**PROBLEM REQUIREMENTS:** Exactly reproduce each line of the listing that follows.

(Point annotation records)
** BEGIN **
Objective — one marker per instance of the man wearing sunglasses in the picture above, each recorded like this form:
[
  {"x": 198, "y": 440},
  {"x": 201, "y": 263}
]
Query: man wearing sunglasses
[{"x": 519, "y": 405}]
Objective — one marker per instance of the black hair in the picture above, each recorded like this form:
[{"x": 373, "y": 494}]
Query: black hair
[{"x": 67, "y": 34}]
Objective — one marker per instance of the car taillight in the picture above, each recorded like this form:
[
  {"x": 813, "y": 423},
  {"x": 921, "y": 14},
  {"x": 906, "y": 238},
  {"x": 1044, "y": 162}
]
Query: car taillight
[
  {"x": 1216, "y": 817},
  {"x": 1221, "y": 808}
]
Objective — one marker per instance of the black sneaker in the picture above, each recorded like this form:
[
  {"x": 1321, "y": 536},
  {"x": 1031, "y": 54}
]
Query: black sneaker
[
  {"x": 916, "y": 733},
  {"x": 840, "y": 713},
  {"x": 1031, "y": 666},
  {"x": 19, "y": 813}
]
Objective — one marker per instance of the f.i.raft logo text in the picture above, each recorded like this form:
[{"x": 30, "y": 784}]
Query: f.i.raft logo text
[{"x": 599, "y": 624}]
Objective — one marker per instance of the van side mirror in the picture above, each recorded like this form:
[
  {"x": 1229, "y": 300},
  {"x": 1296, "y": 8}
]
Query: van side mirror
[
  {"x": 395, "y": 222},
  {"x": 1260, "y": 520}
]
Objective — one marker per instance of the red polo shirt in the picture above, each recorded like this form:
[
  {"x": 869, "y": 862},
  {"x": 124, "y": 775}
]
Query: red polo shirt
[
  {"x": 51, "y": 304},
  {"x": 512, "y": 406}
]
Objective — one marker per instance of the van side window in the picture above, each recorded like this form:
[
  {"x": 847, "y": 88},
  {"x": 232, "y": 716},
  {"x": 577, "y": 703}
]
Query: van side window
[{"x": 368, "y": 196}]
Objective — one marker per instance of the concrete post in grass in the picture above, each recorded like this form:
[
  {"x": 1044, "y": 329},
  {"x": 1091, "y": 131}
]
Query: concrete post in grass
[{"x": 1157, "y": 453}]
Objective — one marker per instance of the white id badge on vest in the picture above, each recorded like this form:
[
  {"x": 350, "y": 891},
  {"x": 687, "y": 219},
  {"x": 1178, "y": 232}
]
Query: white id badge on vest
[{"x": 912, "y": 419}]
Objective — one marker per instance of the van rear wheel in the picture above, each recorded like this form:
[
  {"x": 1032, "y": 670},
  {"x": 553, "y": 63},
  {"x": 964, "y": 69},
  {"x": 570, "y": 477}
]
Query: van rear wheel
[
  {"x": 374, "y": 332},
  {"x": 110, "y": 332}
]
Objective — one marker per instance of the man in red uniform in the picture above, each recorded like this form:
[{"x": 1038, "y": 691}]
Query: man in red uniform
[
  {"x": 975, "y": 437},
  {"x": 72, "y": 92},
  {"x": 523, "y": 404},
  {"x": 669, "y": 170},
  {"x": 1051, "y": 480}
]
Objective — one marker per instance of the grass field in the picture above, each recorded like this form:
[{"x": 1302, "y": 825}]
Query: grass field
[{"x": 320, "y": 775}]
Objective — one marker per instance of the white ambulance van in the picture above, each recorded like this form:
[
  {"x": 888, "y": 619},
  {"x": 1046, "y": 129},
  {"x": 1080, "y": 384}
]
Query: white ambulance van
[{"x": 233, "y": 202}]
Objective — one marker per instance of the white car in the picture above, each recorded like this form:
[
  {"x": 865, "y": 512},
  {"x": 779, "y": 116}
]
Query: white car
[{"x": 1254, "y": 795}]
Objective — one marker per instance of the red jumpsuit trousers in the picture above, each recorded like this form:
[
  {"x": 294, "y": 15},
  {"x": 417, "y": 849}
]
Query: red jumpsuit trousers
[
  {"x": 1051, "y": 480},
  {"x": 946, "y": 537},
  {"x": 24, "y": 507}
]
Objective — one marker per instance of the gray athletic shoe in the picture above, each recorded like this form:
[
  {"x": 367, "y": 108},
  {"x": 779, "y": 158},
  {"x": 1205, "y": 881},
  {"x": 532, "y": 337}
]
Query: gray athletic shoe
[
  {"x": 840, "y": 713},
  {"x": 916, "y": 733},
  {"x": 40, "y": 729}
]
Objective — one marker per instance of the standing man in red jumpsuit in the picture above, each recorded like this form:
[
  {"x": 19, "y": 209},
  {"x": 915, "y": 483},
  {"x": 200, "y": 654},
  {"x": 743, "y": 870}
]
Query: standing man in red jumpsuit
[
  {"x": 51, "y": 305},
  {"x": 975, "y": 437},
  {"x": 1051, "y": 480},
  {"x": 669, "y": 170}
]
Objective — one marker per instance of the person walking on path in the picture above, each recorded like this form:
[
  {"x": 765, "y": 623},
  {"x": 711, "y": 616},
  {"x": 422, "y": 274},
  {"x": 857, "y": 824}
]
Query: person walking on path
** END **
**RESPONSE FOR THIS EXERCISE:**
Objective — one marker per instance of the man wearing sunglasses in the picture above, each recorded like this form:
[
  {"x": 198, "y": 440},
  {"x": 201, "y": 263}
]
Query: man wearing sunglasses
[{"x": 519, "y": 405}]
Objective — one marker per instance of the black hair in the picture above, each recorded like this form:
[{"x": 373, "y": 494}]
Query: black hair
[{"x": 67, "y": 34}]
Objective — one marker per instance of the car taillight in the picture above, each recorded like this form:
[
  {"x": 813, "y": 423},
  {"x": 921, "y": 14},
  {"x": 906, "y": 238},
  {"x": 1044, "y": 162}
]
Query: car taillight
[
  {"x": 1216, "y": 817},
  {"x": 1221, "y": 808}
]
Objective — one marker per instance of the black sneaker in the picture above, each recorded like this form:
[
  {"x": 1321, "y": 536},
  {"x": 1031, "y": 54}
]
Query: black sneaker
[
  {"x": 916, "y": 733},
  {"x": 840, "y": 713},
  {"x": 1031, "y": 666},
  {"x": 19, "y": 813}
]
Objective — one marker per instance of the f.i.raft logo text in the picture above, each recorded like this form:
[{"x": 30, "y": 784}]
Query: f.i.raft logo text
[{"x": 599, "y": 624}]
Objective — one marker per instance of the van side mirror in the picture above, each recorded like this form:
[
  {"x": 1229, "y": 300},
  {"x": 1296, "y": 8}
]
Query: van side mirror
[
  {"x": 395, "y": 222},
  {"x": 1260, "y": 520}
]
Objective — one marker per instance of the red polo shirt in the picture above, each recorded like this form:
[
  {"x": 869, "y": 862},
  {"x": 124, "y": 775}
]
Query: red polo shirt
[
  {"x": 51, "y": 304},
  {"x": 512, "y": 406}
]
Objective — one marker per instance of the van side window in the picture above, each recorded like this form:
[
  {"x": 847, "y": 88},
  {"x": 232, "y": 716},
  {"x": 577, "y": 703}
]
Query: van side window
[{"x": 368, "y": 196}]
Objective — one marker per instance of the concrete post in grass in the picture above, each recorded like this form:
[
  {"x": 1044, "y": 329},
  {"x": 1091, "y": 131}
]
Query: concrete post in grass
[{"x": 1157, "y": 453}]
Objective — one marker per instance of the white id badge on vest in the picture above, each recorded like this form:
[
  {"x": 350, "y": 891},
  {"x": 687, "y": 219},
  {"x": 1178, "y": 232}
]
Query: white id badge on vest
[{"x": 912, "y": 419}]
Objective — one marker per instance of the van rear wheel in the picture above, each recorded like this form:
[
  {"x": 1032, "y": 670},
  {"x": 553, "y": 63},
  {"x": 964, "y": 69},
  {"x": 570, "y": 477}
]
Query: van rear wheel
[
  {"x": 374, "y": 332},
  {"x": 110, "y": 332}
]
Objective — one marker per instance of the man in red uniform in the picture above, each recorded like this form:
[{"x": 1038, "y": 691}]
Query: man in red uniform
[
  {"x": 975, "y": 437},
  {"x": 72, "y": 92},
  {"x": 523, "y": 404},
  {"x": 669, "y": 170},
  {"x": 1051, "y": 480}
]
Objective — one marker per instance of the grass field in the picture above, each recorded like this form:
[{"x": 1302, "y": 825}]
Query: grass field
[{"x": 320, "y": 775}]
Objective — one marker per instance of the white ambulance van in the picture above, each recorded like this form:
[
  {"x": 888, "y": 619},
  {"x": 1046, "y": 129},
  {"x": 1080, "y": 384}
]
Query: white ambulance van
[{"x": 233, "y": 202}]
Objective — one marker per instance of the white car in the picture above, each recorded like this form:
[
  {"x": 865, "y": 512},
  {"x": 779, "y": 116}
]
Query: white car
[{"x": 1254, "y": 795}]
Objective — one marker per instance of the red jumpsuit trousers in the picture above, each recorded like this form:
[
  {"x": 294, "y": 15},
  {"x": 417, "y": 849}
]
Query: red jumpsuit trousers
[
  {"x": 1051, "y": 480},
  {"x": 946, "y": 537},
  {"x": 24, "y": 507}
]
Objective — one marker per instance of the gray athletic shoe in the picture above, each recorded like this form:
[
  {"x": 367, "y": 108},
  {"x": 779, "y": 158},
  {"x": 1205, "y": 881},
  {"x": 532, "y": 337}
]
Query: gray athletic shoe
[
  {"x": 840, "y": 713},
  {"x": 916, "y": 733},
  {"x": 40, "y": 729}
]
Objective — one marker per instance of the standing man in red jumpsuit in the picture above, each recorded like this form:
[
  {"x": 19, "y": 209},
  {"x": 915, "y": 483},
  {"x": 200, "y": 654},
  {"x": 743, "y": 870}
]
Query: standing man in red jumpsuit
[
  {"x": 51, "y": 305},
  {"x": 975, "y": 437},
  {"x": 1051, "y": 480},
  {"x": 669, "y": 170}
]
Objective — one marker per instance of the person walking on path in the picture above, each recorded like this form:
[
  {"x": 765, "y": 623},
  {"x": 711, "y": 616},
  {"x": 422, "y": 274},
  {"x": 857, "y": 824}
]
Query: person walking on path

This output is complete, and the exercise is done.